• Stated task 1
Count the lines of the records below that contain the string "spinnaker", and reply with that number alone.

• Given text
Molloy family seek Department of Justice records
– Relatives of dead priest to take case to Information Commissioner
Relatives of Fr Niall Molloy plan to take a case to the Information Commissioner seeking Department of Justice records relating to the unsolved killing of the County Roscommon priest in 1985.
The family of the Castlecoote cleric has been refused access to Department of Justice records relating to the priest, who died in suspicious circumstances almost 30 years ago.
Relatives acting on behalf of the late priest last year made a request, under the Freedom of Information (FOI) Act, for access to any records held by the Department in relation to Fr Molloy.
In November the Department released some records to the family on appeal. The records, however, only relate to 2010 onwards, which has prompted the family to take a case to the Information Commissioner.
A nephew of Fr Molloy, Henry McCourt, who requested access to Department records, said the family was left with no other option. “We feel that unnecessary obstacles are being put in our way. Some of the information that we received on appeal should have been given to us in the first instance as it related to family correspondence,” Mr McCourt said.

• Stated task 2
Repeat word for word the part of the Molloy family article above that opens with the words containing "Relatives acting on" and closes with "the Information Commissioner.".

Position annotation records

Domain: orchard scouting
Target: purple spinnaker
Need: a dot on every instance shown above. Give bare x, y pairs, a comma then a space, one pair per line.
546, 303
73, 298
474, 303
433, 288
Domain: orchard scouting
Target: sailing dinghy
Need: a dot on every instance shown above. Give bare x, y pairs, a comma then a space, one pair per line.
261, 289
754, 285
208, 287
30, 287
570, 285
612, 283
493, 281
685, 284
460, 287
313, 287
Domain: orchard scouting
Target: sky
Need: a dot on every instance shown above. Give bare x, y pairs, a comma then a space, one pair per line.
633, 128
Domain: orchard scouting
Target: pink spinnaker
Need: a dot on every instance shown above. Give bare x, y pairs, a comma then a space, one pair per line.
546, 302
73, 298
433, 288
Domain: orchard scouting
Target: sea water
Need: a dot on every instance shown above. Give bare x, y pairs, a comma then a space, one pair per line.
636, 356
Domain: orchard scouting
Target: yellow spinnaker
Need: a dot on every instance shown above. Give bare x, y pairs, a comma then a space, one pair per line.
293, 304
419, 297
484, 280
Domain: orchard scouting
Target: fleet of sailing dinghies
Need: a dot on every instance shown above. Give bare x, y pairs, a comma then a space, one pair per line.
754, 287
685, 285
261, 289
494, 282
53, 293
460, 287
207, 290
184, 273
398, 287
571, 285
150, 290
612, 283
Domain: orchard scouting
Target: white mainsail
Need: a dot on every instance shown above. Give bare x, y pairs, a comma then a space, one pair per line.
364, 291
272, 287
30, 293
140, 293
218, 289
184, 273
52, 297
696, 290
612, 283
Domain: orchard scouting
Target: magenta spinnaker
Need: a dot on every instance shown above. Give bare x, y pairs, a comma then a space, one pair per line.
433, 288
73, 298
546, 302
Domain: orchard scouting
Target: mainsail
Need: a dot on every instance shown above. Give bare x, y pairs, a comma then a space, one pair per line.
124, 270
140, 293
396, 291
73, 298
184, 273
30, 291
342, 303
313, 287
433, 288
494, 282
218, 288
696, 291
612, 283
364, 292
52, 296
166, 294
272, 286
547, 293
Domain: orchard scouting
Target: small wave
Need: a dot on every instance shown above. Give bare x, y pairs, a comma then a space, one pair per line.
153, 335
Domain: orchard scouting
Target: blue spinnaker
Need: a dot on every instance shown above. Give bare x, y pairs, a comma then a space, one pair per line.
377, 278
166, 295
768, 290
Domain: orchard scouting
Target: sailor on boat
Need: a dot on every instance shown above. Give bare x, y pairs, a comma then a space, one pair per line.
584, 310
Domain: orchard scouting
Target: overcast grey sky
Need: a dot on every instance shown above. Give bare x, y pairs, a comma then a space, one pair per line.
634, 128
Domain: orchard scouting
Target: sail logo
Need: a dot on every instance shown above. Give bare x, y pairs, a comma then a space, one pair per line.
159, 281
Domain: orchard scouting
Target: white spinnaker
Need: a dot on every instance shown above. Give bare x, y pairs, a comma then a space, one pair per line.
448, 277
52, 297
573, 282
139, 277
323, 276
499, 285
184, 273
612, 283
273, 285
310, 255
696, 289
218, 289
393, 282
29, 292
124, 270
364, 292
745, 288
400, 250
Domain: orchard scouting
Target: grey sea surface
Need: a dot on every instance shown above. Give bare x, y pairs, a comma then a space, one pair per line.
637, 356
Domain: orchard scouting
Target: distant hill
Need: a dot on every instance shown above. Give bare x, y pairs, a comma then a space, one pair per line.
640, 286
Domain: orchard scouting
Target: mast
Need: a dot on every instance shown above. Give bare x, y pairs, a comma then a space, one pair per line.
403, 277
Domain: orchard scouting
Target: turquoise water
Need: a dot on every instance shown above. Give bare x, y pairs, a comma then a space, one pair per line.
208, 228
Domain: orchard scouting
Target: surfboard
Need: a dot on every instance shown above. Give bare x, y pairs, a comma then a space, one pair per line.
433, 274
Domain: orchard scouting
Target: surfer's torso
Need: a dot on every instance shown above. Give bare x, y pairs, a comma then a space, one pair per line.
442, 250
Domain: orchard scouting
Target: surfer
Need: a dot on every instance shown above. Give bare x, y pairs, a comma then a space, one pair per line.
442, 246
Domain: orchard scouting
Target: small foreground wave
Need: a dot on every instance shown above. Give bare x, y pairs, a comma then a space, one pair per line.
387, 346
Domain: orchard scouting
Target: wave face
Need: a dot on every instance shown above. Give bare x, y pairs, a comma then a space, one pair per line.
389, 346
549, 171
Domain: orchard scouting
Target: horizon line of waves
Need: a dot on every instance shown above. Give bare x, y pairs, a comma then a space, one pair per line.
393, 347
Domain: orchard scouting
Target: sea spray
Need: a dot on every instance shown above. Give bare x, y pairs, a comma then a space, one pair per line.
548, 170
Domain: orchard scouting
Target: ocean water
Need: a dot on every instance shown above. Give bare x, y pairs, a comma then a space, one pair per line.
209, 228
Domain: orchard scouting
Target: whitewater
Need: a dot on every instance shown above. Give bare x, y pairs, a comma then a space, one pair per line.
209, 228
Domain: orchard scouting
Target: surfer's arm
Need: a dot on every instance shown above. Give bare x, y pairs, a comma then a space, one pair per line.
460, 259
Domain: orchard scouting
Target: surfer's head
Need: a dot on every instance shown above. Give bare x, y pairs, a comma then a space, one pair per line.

• Full answer 1
6

• Full answer 2
Relatives acting on behalf of the late priest last year made a request, under the Freedom of Information (FOI) Act, for access to any records held by the Department in relation to Fr Molloy.
In November the Department released some records to the family on appeal. The records, however, only relate to 2010 onwards, which has prompted the family to take a case to the Information Commissioner.